> _Selected extract_:
_ _ _
For the first 25 years of commercial TV’s existence in the US, the National Association of Broadcasters specifically banned the advertising of feminine sanitary products.  It was not until 1972 that the ban was lifted and a year later, 1973, the first mention of the menstrual cycle appeared in a ground breaking episode of All in the Family.

Once the ban was lifted, strict rules were put in place.  Network “standards and practices” guidelines detailed how and when menstrual products could be advertised using the most non-colloquial language they could find.  For example, NBC’s “Personal Products Advertising Guidelines” included a sub-category labeled “Catamenial Devices and Panty Shields,” and ABC used a similar phrase, “Catamenial Devices, Panty Shields, Douche Products”
_ _ _
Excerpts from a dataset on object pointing
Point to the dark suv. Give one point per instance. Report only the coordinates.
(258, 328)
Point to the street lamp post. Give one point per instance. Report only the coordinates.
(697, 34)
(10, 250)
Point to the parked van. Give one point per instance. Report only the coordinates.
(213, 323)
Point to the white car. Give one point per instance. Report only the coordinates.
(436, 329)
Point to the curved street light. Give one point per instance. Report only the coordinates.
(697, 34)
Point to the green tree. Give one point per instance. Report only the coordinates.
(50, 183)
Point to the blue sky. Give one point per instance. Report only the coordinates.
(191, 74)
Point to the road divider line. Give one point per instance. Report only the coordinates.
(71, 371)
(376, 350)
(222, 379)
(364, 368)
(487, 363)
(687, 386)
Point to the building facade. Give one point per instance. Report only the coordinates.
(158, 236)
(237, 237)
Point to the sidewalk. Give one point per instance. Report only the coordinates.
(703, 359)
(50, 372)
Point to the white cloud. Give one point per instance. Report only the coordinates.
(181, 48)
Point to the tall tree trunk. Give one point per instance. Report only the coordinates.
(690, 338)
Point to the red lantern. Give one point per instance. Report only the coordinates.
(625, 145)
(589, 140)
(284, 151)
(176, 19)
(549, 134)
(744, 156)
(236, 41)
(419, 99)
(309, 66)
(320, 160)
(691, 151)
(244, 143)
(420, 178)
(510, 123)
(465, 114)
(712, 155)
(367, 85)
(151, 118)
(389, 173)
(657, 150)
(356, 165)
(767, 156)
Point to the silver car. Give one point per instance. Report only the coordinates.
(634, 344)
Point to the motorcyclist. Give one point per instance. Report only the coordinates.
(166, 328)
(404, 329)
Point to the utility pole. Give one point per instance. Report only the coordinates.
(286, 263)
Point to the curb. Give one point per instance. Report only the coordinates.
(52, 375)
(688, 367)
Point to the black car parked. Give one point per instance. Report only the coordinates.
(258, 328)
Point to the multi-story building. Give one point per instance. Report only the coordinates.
_ _ _
> _To do_:
A - Retype the passage on menstrual product advertising on US television between "For the first" and "in the Family.", inclusive.
B - According to the passage on menstrual product advertising on US television, which program first mentioned the menstrual cycle?
C - Proceed with the passage on menstrual product advertising on US television, starting right after its last sentence.
None of the records are needed here.

> _Task responses_:
A -
For the first 25 years of commercial TV’s existence in the US, the National Association of Broadcasters specifically banned the advertising of feminine sanitary products.  It was not until 1972 that the ban was lifted and a year later, 1973, the first mention of the menstrual cycle appeared in a ground breaking episode of All in the Family.

B - All in the Family

C -
Use of this Greek derivative (meaning to occur periodically) captures the sense of mystery and semantic evasion characteristic of the way menstruation is commonly discussed.  It is noteworthy that the guidelines issued by ABC, CBS and NBC all avoided any use of the more common terms, menstruation and period.  Furthermore, the most common generic terms used to apply to the products themselves are also avoided.  Nowhere in the network guidelines is there a reference to pads, napkins or tampons.

Not only is the language of the network advertising guidelines sanitized (so to speak), but the rules for ad content insured that the ads themselves would be similarly discrete.  In this regard, the most important rule was that men have no significant presence in the ads.  The NBC guidelines stated that, “Use of mixed social situations is limited to incidental appearances.”  CBS insisted that “Sexual themes are unacceptable.”  ABC agreed that, “The use of either children or mixed social situations in advertising is acceptable when incidental and unrelated to the product.”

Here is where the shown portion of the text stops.